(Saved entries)
◆ ◆ ◆ ◆ ◆
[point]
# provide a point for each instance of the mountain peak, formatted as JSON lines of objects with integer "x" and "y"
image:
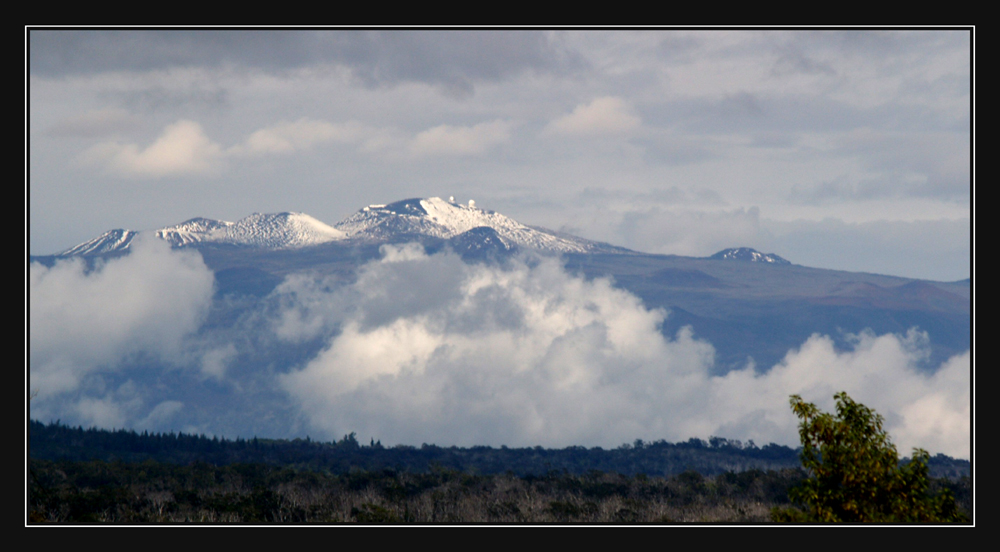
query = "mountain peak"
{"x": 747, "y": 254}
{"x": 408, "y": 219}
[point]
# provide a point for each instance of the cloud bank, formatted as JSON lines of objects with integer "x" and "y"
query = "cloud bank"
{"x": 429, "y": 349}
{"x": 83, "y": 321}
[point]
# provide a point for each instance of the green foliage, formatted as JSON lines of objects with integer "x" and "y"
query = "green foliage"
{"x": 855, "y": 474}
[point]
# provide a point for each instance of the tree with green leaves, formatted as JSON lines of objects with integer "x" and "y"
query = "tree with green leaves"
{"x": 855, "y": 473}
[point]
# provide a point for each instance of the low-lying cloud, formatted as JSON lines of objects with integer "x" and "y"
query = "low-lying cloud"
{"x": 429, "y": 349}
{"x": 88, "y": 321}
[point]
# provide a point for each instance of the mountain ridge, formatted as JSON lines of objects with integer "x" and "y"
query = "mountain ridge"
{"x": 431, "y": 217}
◆ ◆ ◆ ◆ ◆
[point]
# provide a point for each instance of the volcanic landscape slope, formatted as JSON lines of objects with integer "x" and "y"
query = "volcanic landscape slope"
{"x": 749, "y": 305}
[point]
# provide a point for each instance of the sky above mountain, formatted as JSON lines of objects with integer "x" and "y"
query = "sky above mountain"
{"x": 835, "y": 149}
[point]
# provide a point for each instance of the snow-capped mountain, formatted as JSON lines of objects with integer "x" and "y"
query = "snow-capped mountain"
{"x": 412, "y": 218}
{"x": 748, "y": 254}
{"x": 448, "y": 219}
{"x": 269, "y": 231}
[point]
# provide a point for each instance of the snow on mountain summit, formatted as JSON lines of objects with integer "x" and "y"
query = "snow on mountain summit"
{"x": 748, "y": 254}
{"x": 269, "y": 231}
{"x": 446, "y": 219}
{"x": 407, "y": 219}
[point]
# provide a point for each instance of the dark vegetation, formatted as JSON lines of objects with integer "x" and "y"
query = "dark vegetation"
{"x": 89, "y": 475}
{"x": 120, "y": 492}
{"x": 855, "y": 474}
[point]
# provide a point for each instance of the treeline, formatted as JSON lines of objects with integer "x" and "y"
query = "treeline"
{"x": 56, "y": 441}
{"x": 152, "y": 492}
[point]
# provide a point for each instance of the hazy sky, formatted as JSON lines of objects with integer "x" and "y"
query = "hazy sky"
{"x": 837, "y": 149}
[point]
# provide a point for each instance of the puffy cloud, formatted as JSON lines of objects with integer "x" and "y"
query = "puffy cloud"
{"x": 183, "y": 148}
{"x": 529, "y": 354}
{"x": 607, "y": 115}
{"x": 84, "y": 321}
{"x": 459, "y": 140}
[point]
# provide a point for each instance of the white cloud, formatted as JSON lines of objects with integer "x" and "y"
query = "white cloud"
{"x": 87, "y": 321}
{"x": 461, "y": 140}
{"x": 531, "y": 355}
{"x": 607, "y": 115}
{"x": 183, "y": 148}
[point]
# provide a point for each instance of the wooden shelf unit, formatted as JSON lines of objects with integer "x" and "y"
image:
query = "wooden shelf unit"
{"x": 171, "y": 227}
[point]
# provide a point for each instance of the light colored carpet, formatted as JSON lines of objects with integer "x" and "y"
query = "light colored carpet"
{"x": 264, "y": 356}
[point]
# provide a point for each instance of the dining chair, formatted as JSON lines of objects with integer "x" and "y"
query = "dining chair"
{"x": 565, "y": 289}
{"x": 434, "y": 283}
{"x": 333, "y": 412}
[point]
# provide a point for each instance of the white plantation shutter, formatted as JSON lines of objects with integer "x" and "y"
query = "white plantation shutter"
◆ ◆ ◆ ◆ ◆
* ACTION ITEM
Look through the lines above and collect those with the word "shutter".

* ANSWER FOR THE TASK
# provide a point for each instance of the white plantation shutter, formatted as JSON lines of objects with integer "x" and "y"
query = "white plantation shutter"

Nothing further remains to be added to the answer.